(Source):

Losing the plot

BY MALLIKA TANEJA| IN Media Practice | 24/12/2014
The media's distortion of the theatre performance Thoda Dhyaan Se in Jaipur last week as 'obscene' was a travesty.
Theatre performer MALLIKA TANEJA expresses her anguish in this first-person account (Pix: National Duniya).
Thoda Dhyaan Se was devised and performed in September last year as part of the NDLS (‘Nobody Wants My Love’ -- a collection of comic, dramatic, musical and nonsensical sketches about states of life in the capital) show presented by the Tadpole Repertory.

Following its positive reception, the show was performed regularly at various venues in Delhi including colleges at Delhi University. The piece was covered widely by the press and featured in a number of films on gender. Many journalists spoke with me about how I went about creating this piece, why I made it and how it has been received.

Thoda Dhyaan Se is a satirical piece on the idea that women should dress a certain way in the city in order to avoid trouble. The performance begins with me in my underwear, as if looking at myself in a mirror in an appreciative manner. I then get down to business and begin the daily routine of dressing myself, while talking about the importance of a woman being careful and responsible in the way she dresses.

(Stored records):
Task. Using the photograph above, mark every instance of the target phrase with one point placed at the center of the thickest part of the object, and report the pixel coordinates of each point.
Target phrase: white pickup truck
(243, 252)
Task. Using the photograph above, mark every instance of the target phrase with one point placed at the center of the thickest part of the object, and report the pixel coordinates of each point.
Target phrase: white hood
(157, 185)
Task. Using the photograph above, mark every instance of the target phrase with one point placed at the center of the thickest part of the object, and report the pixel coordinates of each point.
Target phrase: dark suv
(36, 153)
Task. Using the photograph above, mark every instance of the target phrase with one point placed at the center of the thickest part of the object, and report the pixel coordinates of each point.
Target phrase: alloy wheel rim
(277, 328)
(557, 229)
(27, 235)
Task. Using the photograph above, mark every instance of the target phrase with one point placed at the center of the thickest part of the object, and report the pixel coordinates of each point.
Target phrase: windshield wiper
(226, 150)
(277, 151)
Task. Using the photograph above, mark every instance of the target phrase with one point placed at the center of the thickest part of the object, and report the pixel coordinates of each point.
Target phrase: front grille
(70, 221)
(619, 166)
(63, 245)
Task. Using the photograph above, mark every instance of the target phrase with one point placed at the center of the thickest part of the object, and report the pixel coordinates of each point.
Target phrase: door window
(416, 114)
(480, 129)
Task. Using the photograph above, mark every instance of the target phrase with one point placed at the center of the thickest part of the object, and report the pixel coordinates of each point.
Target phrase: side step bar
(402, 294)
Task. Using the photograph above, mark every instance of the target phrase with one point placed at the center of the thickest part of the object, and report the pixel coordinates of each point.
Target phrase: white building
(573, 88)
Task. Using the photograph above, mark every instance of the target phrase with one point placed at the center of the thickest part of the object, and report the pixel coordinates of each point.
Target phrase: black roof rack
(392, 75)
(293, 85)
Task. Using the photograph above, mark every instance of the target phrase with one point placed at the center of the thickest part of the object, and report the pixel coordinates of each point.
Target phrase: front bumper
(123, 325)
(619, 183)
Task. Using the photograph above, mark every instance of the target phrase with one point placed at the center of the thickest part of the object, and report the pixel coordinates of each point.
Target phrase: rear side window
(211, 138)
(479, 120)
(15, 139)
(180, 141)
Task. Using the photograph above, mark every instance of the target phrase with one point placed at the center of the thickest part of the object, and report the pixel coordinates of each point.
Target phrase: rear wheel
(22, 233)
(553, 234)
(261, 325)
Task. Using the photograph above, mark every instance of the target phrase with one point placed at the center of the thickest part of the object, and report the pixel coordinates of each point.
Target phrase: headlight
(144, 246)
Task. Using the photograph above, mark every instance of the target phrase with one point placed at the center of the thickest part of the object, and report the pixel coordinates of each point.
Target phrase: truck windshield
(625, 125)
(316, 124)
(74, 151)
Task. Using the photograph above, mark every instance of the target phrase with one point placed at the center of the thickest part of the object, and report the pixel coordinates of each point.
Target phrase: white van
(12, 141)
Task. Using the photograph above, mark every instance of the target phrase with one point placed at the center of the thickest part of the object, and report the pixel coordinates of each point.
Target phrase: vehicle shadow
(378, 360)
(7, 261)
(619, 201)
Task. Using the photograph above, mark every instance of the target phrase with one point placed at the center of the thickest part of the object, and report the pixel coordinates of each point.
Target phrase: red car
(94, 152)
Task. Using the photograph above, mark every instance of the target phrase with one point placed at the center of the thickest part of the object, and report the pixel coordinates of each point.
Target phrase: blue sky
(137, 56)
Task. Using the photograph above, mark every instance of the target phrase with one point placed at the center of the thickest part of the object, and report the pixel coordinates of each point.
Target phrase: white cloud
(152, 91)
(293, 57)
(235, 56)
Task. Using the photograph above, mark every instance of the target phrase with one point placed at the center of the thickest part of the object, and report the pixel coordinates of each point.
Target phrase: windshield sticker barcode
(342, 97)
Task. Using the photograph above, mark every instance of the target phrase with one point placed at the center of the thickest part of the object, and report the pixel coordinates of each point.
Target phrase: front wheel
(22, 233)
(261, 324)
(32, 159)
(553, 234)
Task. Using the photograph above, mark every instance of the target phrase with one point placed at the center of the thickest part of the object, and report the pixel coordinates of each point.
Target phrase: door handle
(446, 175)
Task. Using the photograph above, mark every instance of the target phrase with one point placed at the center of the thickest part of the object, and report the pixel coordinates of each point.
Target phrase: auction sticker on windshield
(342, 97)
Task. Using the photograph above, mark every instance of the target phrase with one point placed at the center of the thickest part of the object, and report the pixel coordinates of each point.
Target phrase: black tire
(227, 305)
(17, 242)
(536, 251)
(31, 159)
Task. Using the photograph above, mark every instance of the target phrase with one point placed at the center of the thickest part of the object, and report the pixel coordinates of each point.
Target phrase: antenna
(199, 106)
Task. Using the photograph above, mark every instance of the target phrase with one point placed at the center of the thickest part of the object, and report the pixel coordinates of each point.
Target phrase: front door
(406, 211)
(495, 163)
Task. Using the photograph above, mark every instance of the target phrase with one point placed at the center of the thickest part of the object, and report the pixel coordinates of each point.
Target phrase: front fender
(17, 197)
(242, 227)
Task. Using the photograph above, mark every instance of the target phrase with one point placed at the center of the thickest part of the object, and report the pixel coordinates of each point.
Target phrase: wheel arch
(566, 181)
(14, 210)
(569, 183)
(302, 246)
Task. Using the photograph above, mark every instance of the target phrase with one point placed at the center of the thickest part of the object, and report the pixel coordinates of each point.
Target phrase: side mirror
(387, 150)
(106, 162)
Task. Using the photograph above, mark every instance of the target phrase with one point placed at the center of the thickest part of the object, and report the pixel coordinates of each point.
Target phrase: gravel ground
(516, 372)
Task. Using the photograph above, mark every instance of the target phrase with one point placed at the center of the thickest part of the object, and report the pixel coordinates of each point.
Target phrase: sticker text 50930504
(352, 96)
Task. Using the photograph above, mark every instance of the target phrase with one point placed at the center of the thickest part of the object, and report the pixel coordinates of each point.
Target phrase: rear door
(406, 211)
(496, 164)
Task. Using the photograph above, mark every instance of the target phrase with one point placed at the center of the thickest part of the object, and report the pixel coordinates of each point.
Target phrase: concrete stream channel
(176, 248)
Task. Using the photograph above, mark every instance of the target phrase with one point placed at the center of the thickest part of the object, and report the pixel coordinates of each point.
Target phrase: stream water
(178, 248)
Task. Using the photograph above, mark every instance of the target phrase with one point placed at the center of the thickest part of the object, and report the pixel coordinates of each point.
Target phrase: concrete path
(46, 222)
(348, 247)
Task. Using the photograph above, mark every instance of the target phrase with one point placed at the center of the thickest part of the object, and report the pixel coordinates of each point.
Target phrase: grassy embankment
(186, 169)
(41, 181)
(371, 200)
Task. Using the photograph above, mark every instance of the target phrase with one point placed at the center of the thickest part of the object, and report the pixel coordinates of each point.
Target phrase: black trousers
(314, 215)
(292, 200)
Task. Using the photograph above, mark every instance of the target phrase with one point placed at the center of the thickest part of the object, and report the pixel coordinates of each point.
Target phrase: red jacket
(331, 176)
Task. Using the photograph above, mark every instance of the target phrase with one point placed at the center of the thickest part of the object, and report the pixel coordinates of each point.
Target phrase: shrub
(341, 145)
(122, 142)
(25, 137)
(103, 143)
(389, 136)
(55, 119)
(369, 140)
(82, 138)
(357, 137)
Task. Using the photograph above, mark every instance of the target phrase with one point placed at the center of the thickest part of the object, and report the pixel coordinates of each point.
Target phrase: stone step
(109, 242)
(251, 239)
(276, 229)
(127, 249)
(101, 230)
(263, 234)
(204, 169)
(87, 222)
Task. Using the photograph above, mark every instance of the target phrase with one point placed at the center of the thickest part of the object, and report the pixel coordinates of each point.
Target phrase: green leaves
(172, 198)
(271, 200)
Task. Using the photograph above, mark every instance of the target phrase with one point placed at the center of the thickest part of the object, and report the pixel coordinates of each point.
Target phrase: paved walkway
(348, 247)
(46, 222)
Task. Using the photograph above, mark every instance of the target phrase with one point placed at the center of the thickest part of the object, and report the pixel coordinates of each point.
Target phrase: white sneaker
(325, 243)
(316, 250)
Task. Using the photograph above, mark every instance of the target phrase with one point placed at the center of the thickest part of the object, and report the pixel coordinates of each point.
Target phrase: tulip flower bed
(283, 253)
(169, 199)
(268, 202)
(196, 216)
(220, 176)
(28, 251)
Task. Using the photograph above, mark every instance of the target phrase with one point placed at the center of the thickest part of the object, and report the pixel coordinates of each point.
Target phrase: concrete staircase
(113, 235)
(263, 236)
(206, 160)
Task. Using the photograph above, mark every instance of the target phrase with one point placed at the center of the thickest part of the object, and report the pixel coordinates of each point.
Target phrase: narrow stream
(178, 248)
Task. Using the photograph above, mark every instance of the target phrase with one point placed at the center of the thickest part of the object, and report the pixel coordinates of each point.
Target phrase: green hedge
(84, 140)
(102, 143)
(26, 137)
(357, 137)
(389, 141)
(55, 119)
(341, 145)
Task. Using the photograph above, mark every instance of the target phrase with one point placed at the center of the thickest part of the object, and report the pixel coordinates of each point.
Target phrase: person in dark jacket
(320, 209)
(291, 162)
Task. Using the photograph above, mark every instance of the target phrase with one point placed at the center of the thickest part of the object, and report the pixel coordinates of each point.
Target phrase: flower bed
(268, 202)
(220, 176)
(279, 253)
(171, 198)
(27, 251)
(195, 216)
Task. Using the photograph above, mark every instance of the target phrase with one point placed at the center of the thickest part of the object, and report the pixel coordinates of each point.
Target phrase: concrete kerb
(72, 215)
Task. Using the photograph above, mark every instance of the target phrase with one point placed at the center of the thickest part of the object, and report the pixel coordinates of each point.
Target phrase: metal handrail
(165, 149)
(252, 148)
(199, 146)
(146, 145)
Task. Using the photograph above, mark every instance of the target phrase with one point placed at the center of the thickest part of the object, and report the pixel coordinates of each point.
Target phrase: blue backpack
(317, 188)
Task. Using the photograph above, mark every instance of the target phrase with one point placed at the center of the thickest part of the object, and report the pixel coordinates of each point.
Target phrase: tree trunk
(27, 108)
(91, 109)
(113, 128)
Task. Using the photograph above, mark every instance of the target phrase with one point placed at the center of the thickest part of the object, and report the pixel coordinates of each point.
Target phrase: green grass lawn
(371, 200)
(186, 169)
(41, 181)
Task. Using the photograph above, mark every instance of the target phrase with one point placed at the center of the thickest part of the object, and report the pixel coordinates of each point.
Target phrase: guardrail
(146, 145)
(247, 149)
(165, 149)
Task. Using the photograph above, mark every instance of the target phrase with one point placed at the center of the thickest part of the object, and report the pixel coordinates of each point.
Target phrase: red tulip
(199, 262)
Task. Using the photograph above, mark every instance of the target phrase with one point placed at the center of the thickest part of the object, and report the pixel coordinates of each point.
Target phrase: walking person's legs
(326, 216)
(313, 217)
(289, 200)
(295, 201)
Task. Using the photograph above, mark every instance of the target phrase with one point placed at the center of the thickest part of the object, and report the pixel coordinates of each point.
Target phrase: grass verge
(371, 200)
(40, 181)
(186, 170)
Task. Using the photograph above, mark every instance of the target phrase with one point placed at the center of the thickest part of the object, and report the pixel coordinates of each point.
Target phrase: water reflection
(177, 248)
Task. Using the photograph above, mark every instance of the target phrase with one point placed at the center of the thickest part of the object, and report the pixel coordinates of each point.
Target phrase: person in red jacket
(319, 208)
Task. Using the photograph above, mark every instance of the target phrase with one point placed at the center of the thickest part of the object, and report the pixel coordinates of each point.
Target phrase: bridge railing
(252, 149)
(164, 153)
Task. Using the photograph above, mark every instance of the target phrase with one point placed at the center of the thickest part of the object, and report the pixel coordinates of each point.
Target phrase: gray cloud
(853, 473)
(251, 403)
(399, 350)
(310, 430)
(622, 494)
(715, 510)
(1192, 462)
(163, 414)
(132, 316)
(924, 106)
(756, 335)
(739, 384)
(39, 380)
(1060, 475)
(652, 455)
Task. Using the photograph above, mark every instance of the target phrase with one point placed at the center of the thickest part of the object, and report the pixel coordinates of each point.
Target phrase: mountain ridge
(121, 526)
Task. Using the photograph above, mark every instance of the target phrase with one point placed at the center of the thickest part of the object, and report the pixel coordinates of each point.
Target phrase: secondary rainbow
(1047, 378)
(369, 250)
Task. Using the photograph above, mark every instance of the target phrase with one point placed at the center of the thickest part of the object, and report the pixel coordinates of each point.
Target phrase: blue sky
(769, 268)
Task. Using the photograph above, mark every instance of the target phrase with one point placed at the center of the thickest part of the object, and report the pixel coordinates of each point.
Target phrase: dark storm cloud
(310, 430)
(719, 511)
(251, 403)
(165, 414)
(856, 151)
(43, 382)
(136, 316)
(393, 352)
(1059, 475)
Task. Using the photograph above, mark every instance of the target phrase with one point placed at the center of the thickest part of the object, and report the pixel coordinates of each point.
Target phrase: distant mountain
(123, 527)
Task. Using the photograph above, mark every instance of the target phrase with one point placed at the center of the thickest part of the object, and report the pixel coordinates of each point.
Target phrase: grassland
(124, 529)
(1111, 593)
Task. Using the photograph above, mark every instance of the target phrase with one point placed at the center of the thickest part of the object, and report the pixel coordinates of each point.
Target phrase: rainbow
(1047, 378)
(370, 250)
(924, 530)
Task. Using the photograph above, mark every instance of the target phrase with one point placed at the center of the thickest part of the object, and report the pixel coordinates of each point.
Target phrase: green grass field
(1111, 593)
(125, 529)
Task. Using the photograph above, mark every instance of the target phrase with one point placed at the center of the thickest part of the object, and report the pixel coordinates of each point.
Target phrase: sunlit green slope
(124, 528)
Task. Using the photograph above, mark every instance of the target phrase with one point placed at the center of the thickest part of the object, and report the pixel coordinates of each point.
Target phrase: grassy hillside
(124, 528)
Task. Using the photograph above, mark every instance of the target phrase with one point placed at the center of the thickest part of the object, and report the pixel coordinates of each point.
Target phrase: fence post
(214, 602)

(Task objective): Write out the account of the performance Thoda Dhyaan Se, which comes before the lines, again in full and word for word.

(Solved exercise):
Losing the plot

BY MALLIKA TANEJA| IN Media Practice | 24/12/2014
The media's distortion of the theatre performance Thoda Dhyaan Se in Jaipur last week as 'obscene' was a travesty.
Theatre performer MALLIKA TANEJA expresses her anguish in this first-person account (Pix: National Duniya).
Thoda Dhyaan Se was devised and performed in September last year as part of the NDLS (‘Nobody Wants My Love’ -- a collection of comic, dramatic, musical and nonsensical sketches about states of life in the capital) show presented by the Tadpole Repertory.

Following its positive reception, the show was performed regularly at various venues in Delhi including colleges at Delhi University. The piece was covered widely by the press and featured in a number of films on gender. Many journalists spoke with me about how I went about creating this piece, why I made it and how it has been received.

Thoda Dhyaan Se is a satirical piece on the idea that women should dress a certain way in the city in order to avoid trouble. The performance begins with me in my underwear, as if looking at myself in a mirror in an appreciative manner. I then get down to business and begin the daily routine of dressing myself, while talking about the importance of a woman being careful and responsible in the way she dresses.